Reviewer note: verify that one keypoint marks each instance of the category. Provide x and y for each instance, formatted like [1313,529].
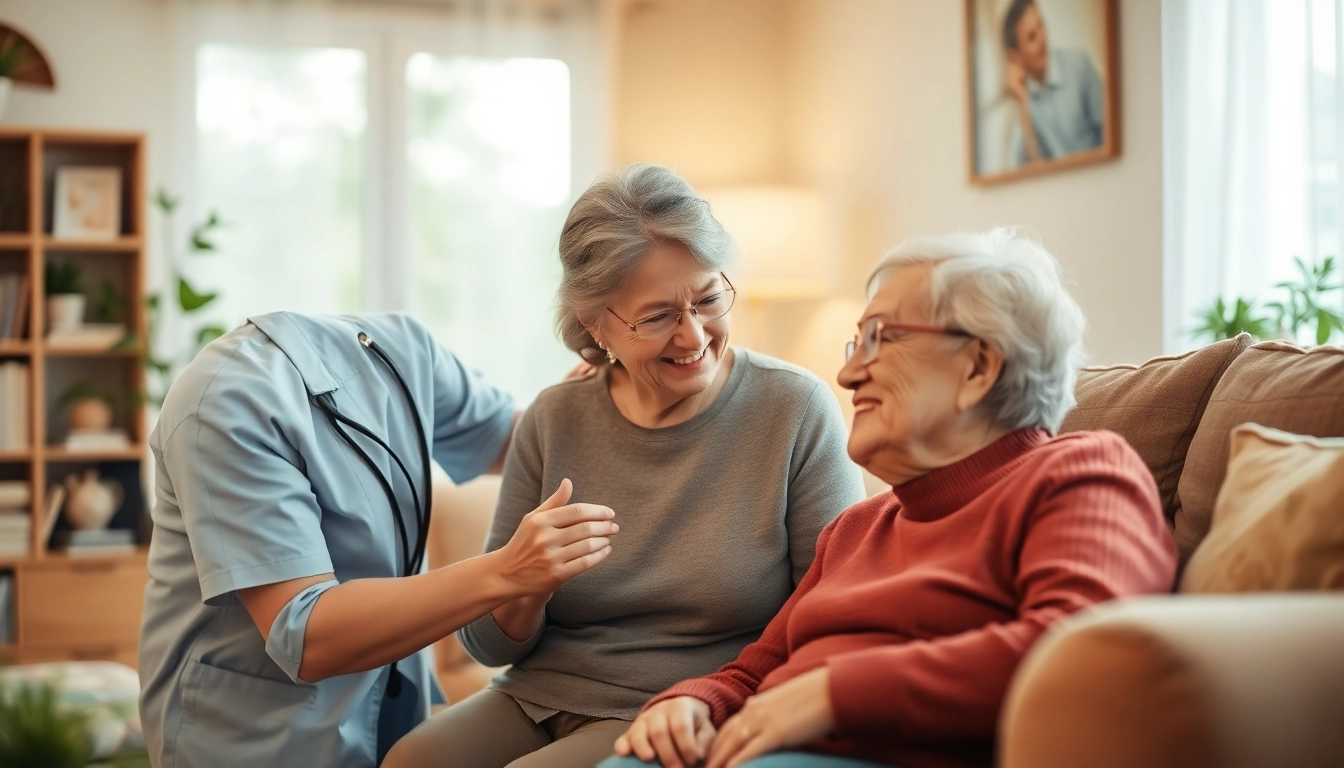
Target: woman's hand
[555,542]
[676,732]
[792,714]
------------------------------
_WHAT THE TASK REQUIRES_.
Write out the material above as a numbered list with one line per entry, skipping blank lines and leaving out the picture.

_WRITTEN RESPONSE_.
1. Reviewer note: verify that one keypoint marks each instance of the category. Provide x and y for each instance, formatted like [1313,529].
2. Target: woman's hand
3. [555,542]
4. [676,732]
5. [792,714]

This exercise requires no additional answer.